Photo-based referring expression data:
-------------------------
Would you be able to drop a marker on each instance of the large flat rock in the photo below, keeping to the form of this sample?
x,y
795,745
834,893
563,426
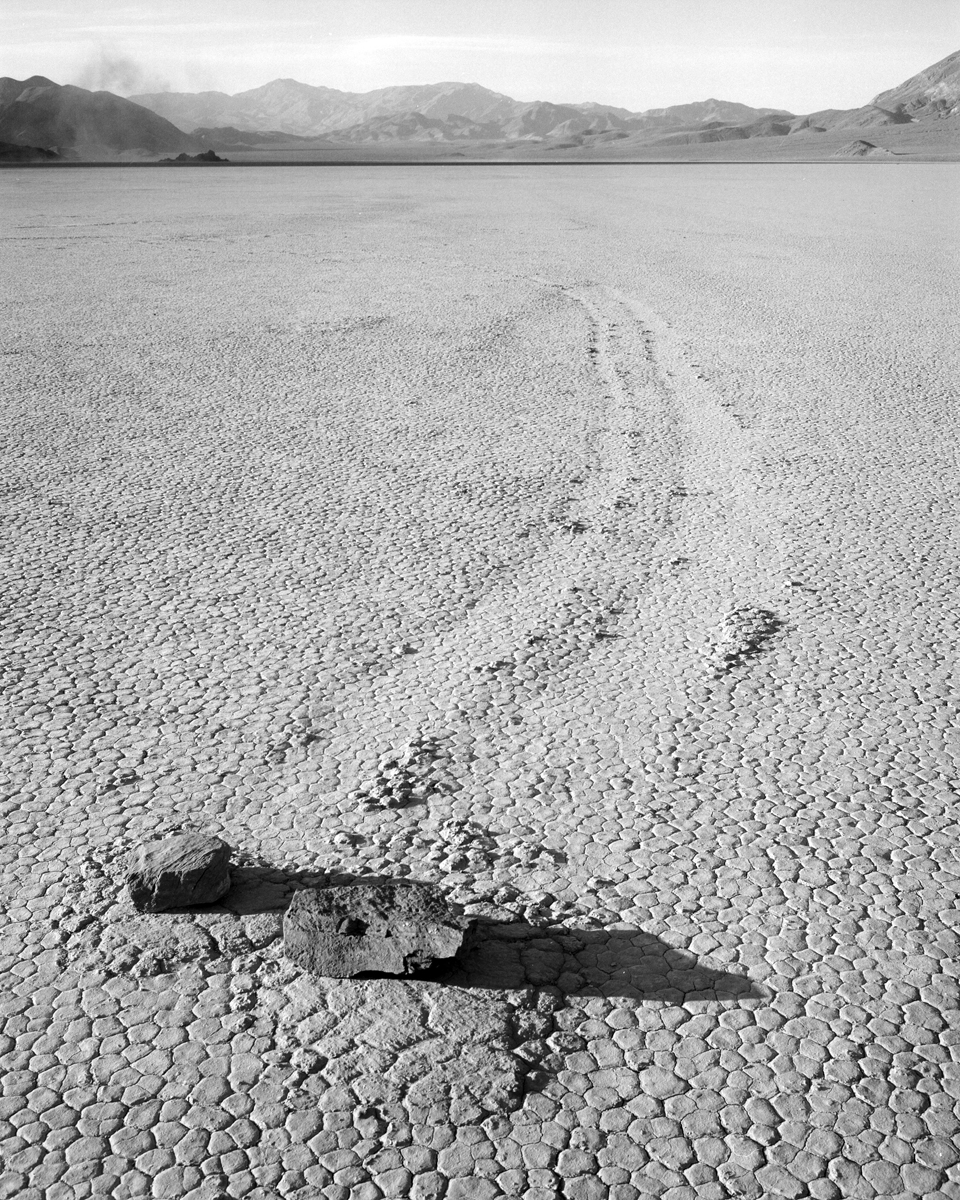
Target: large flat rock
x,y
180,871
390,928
-------------------------
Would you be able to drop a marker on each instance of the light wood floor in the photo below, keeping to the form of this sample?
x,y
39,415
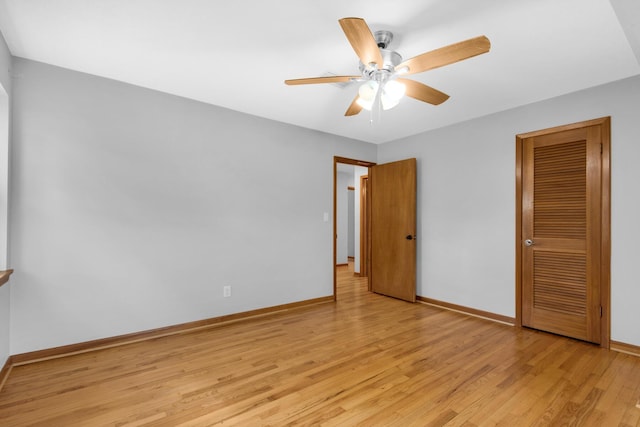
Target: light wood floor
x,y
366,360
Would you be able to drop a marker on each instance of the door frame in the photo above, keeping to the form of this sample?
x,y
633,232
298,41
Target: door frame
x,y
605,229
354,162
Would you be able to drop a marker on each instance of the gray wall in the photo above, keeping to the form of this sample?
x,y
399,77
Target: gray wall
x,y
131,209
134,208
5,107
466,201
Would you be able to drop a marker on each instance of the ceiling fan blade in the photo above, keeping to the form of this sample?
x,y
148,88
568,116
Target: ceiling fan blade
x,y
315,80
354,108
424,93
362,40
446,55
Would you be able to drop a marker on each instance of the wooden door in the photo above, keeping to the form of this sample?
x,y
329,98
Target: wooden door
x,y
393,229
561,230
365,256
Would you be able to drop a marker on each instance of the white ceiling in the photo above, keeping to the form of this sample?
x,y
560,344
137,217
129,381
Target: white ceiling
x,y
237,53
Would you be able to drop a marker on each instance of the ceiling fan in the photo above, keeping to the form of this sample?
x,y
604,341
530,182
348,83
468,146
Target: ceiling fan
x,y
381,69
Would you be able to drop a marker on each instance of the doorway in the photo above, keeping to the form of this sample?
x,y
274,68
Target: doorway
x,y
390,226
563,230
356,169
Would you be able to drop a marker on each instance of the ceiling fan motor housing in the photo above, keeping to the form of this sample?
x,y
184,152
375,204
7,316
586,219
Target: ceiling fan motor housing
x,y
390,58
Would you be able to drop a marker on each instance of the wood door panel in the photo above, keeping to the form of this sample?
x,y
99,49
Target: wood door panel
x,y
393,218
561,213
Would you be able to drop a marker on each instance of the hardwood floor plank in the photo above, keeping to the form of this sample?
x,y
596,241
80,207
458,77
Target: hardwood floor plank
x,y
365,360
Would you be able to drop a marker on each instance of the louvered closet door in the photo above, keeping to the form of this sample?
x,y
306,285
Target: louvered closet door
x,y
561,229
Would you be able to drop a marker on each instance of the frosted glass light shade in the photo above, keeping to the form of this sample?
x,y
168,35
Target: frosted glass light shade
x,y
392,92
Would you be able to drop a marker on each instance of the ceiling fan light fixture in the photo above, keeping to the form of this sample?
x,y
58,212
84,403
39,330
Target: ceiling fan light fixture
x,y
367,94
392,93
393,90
-------------------------
__REQUIRED ACTION__. State the number of lines in the data that include the string "below", and add nothing else.

__OUTPUT OF THE EXERCISE__. 2